Requirement - Can you reproduce, word for word, the part of the Sri Lanka travel information below that opens with "Additional Travel Information" and closes with "Lankan rupee (LKR)"?

Passage START

Additional Travel Information

Time zone: GMT +5:30 hours (Indian Standard Time)

Capital city: Colombo

Languages spoken: Sinhalese, Tamalese and English

Currency: Sri Lankan rupee (LKR)

Currency converter: XE

Getting around: When traveling between cities, buses and trains are best. Buses can be really crowded and are seldom air-conditioned. Though trains are slower and can be crowded as well, they often considered the more comfortable mode of transportation. When in the city, tuk-tuks, buses, taxis, and, in many cases, simply walking, are all viable forms of transportation. In some cases, cars and drivers can be hired for a day or bicycles can be rented.

Tipping policy: Service fees, typically 10%, are included at most restaurants. Drivers and guides will also expect tips. A tip of 50 LKR is acceptable for hotel doormen and the people who collect guests’ shoes at the temple.

Electricity: There are two types of sockets, the Type D Indian 5 amp BS-546 and the European CEE 7/16 Europlug.

Entry/exit requirements: As of January 1, 2012, all holiday and business travelers to Sri Lanka must have an Electronic Travel Authorization (ETA). This can be obtained online through the Sri Lanka Electronic Travel Authorization System website.

Health and safety: Though cases are rare, dengue fever is endemic to Sri Lanka. The mosquito-borne illness, though treatable, has potential to be fatal. The only way to prevent contracting the dengue virus is by avoiding getting bitten by mosquitoes. Use a reliable cream or spray insect repellent to keep mosquitoes at bay and sleep under a mosquito net whenever possible. Symptoms usually begin four to seven days after being bitten by an infected mosquito. Seek medical treatment if you think you have dengue fever. Adequate emergency medical treatment in private hospitals can be expensive. It is advisable to have travel health insurance coverage during your stay. We recommend the Explorer package by World Nomads. To avoid unwanted attention, refrain from displays of wealth including wearing expensive jewelry and producing large amounts of cash.

Best time to go: Sri Lanka has two monsoon seasons, which means your trip does require some pre-planning. The dry season in the south western area of the country is between December and March. The dry season in the northern and eastern sections of the country lasts from May to September. Between October and November, sporadic rains occur throughout the country. December through March is the most popular and the driest time to visit.

In Galle, the high tourist season lasts from November 15 to January 20. During this time visitors can expect to pay higher rates at hotels. We recommend visiting in February or March to take advantage of low room rates and dry weather.

Passage END
Dataset START

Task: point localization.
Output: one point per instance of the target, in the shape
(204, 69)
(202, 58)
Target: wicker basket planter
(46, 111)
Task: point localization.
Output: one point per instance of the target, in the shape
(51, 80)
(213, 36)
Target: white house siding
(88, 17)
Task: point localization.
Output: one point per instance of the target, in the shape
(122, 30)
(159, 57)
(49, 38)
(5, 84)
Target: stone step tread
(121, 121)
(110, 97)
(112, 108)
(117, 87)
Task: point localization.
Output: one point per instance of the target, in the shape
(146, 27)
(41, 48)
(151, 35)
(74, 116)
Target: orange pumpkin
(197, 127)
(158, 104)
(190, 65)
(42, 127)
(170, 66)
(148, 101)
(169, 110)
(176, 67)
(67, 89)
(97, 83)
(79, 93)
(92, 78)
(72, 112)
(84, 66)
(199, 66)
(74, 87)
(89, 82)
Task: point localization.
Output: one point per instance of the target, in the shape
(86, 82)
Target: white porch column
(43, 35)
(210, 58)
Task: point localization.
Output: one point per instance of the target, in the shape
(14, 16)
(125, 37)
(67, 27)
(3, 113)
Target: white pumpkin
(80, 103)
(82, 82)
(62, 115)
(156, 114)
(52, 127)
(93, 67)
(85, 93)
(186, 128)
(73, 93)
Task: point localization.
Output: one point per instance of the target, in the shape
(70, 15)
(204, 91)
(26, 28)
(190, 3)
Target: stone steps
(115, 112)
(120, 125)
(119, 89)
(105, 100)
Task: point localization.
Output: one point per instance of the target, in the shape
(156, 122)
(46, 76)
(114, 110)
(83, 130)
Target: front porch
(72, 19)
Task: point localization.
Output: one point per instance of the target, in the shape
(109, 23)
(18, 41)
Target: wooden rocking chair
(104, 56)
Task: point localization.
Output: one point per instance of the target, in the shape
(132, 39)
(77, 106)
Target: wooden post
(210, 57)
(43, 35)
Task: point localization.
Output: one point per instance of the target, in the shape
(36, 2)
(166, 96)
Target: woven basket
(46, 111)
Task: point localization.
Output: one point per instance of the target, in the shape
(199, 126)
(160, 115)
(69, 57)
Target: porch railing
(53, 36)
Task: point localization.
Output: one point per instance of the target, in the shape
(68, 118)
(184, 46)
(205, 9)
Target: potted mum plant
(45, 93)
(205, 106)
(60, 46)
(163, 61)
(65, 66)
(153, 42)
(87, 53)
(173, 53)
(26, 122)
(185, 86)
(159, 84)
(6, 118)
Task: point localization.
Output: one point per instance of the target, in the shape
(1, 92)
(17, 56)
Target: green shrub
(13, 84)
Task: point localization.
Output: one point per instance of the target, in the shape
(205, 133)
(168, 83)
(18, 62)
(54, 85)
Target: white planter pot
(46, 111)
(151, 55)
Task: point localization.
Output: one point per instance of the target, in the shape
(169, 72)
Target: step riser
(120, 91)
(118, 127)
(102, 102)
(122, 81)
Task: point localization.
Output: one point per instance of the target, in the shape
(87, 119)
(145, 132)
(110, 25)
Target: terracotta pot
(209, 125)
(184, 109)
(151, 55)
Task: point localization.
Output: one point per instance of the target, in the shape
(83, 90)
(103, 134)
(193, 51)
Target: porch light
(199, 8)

Dataset END

Result below -
Additional Travel Information

Time zone: GMT +5:30 hours (Indian Standard Time)

Capital city: Colombo

Languages spoken: Sinhalese, Tamalese and English

Currency: Sri Lankan rupee (LKR)